| WRITTEN TASK 1 |
Copy the part of the piece on Dallas beer dinners from "Early movers with" up to and including "and to order.".
| WRITTEN TASK 2 |
In the piece on Dallas beer dinners, what weekly event did The Common Table adopt in place of the standard event model?
| WRITTEN TASK 3 |
According to the piece on Dallas beer dinners, why did the writer decide to try the past Monday offering?

| PASSAGE GIVEN |
Early movers with Dallas beer dinners both in prominence of brewing figures they attracted as well as the outstanding craveability of the food and beer pairings were Meddlesome Moth and The Common Table, two of the more senior and respected local craft beer meccas. Whereas the Moth still hosts preeminent dinners of no decline in quality, The Common Table left the standard event model years ago for a still-novel concept: the weekly Poor Man’s Beer Dinner. Prepared afresh each time, an affordable multicourse meal is paired with stocked commercial craft beers but offered regularly and to order.

Recently realizing that a couple of years had passed since my last Poor Man’s dinner, their past Monday offering caught my eye with the theme of Hatch chiles, that seasonal consumer darling that overruns Central Market and seems to spawn marketing gold each summer. Often these dinners are constructed around a theme, usually by breweries newly arrived to Texas with their products, but being a fan of the fruit (yes, chiles are a fruit) I had to give this one a try. I’m happy to report that the quality of this meal deal remains top-notch.

| INFORMATION GIVEN |
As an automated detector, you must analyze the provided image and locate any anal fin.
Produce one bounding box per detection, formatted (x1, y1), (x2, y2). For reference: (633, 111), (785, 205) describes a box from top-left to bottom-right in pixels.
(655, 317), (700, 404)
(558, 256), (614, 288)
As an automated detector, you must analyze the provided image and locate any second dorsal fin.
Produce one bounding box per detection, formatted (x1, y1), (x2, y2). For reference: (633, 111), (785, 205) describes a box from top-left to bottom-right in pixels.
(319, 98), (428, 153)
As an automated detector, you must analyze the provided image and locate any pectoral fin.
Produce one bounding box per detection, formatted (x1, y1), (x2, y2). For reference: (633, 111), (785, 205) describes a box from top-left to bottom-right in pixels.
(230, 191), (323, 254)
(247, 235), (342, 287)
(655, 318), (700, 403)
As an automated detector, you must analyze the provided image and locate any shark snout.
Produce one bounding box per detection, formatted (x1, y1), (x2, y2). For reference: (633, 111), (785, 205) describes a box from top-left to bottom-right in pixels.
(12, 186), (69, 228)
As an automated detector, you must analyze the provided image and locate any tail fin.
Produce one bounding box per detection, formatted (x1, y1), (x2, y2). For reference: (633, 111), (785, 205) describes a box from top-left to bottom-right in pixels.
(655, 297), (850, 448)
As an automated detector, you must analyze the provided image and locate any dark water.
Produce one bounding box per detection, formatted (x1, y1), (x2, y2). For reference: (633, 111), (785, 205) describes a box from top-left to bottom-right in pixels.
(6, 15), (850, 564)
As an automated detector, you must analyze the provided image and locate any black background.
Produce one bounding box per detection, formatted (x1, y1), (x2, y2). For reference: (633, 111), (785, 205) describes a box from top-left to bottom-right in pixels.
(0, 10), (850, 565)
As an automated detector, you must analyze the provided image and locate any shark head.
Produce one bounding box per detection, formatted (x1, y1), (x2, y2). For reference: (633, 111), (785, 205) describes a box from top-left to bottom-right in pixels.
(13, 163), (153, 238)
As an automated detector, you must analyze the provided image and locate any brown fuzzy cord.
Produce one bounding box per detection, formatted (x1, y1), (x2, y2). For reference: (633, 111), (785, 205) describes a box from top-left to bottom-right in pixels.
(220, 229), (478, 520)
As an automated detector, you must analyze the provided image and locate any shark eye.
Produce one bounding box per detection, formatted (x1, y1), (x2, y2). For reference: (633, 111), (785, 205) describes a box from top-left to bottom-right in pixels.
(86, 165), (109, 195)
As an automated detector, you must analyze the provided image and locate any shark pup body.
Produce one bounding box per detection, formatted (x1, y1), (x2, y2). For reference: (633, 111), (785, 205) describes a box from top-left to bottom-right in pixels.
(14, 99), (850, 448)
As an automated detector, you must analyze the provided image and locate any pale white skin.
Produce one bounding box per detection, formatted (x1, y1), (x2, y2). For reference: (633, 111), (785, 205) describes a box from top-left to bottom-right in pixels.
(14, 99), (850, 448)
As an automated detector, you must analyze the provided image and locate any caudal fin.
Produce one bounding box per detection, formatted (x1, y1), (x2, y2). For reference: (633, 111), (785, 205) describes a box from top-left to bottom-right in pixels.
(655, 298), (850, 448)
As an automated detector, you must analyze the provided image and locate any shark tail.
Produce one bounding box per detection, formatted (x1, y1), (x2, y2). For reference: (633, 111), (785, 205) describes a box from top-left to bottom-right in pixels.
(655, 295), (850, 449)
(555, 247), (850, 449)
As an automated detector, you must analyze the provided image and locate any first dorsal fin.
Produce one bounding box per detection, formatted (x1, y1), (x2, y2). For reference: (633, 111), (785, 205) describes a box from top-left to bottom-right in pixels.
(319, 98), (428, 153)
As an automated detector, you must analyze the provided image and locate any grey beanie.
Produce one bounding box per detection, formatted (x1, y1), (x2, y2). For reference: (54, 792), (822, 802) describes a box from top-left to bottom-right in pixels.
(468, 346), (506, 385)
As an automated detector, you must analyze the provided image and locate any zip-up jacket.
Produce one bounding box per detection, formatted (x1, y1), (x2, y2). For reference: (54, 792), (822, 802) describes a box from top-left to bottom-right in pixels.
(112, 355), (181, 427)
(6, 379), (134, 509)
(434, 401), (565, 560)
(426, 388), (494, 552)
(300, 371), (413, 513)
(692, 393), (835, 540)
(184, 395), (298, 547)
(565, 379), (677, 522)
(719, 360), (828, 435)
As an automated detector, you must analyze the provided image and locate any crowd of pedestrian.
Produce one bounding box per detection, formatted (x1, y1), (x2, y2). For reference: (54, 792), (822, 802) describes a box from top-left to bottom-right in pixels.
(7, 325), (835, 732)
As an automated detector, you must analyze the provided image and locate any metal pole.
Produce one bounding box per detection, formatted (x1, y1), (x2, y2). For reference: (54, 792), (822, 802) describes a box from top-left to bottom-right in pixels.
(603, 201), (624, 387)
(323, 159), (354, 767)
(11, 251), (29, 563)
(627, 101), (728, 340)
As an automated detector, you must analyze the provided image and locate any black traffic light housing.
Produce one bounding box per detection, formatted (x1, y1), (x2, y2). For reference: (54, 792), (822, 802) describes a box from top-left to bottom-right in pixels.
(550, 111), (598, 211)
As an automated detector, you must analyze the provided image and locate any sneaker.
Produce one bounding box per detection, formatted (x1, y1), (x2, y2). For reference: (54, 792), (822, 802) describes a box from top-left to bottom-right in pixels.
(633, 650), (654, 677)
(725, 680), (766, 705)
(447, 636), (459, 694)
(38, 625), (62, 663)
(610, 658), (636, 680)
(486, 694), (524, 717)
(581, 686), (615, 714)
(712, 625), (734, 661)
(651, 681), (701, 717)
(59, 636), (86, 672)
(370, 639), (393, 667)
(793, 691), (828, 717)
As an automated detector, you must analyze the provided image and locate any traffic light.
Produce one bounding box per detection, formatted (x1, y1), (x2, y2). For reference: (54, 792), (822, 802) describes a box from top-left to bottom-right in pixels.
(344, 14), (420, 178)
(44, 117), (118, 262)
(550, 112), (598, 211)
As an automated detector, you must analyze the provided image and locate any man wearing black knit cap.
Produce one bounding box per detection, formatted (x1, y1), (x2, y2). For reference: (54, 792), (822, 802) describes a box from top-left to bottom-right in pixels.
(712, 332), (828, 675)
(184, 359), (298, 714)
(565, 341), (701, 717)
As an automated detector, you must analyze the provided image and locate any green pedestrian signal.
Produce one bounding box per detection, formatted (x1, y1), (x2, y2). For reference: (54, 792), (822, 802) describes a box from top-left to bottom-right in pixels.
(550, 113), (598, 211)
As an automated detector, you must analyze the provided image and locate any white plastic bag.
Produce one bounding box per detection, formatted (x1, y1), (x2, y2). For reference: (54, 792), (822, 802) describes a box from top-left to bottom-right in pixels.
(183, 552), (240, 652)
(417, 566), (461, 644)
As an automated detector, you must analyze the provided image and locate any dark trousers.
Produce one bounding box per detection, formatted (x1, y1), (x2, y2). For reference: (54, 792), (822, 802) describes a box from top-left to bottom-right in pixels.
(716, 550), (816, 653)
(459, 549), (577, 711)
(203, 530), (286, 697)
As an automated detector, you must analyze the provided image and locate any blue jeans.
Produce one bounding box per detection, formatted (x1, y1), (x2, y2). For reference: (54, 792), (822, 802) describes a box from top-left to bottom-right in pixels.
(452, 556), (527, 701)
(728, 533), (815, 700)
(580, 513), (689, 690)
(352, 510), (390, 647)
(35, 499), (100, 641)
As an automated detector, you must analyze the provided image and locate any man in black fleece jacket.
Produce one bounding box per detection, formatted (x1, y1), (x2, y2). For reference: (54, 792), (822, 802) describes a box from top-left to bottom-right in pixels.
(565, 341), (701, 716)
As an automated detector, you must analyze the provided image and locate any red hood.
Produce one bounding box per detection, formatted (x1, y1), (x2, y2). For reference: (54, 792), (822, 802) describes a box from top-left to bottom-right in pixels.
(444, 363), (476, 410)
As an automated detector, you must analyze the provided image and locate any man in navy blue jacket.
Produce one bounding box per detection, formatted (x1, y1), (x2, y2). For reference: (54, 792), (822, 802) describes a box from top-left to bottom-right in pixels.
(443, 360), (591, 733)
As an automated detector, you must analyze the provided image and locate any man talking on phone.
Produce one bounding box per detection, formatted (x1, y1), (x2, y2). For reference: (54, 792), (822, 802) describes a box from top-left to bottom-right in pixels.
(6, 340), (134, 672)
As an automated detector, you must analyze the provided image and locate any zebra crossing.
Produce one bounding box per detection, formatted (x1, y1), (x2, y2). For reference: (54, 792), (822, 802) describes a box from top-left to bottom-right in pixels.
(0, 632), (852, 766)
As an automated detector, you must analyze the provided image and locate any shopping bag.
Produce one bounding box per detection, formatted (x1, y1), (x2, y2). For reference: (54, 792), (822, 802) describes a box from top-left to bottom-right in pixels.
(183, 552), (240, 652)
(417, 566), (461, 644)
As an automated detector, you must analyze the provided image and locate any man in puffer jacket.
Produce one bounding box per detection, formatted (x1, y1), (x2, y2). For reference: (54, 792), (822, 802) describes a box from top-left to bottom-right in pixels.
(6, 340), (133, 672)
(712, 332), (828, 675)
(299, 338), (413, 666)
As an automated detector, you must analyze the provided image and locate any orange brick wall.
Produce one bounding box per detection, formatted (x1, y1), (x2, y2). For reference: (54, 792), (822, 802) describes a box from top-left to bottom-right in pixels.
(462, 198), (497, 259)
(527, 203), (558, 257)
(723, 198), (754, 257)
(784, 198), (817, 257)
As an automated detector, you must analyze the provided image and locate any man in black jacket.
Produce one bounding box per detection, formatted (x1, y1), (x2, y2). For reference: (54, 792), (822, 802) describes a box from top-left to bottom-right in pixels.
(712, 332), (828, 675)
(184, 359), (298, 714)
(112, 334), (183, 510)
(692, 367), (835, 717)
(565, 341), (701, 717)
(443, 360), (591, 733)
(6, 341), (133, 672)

| EXPECTED ANSWER 1 |
Early movers with Dallas beer dinners both in prominence of brewing figures they attracted as well as the outstanding craveability of the food and beer pairings were Meddlesome Moth and The Common Table, two of the more senior and respected local craft beer meccas. Whereas the Moth still hosts preeminent dinners of no decline in quality, The Common Table left the standard event model years ago for a still-novel concept: the weekly Poor Man’s Beer Dinner. Prepared afresh each time, an affordable multicourse meal is paired with stocked commercial craft beers but offered regularly and to order.

| EXPECTED ANSWER 2 |
The weekly Poor Man’s Beer Dinner.

| EXPECTED ANSWER 3 |
The writer noticed that a couple of years had passed since their last Poor Man’s dinner, and that Monday's theme of Hatch chiles caught their eye. As a fan of the fruit, the writer had to give this one a try.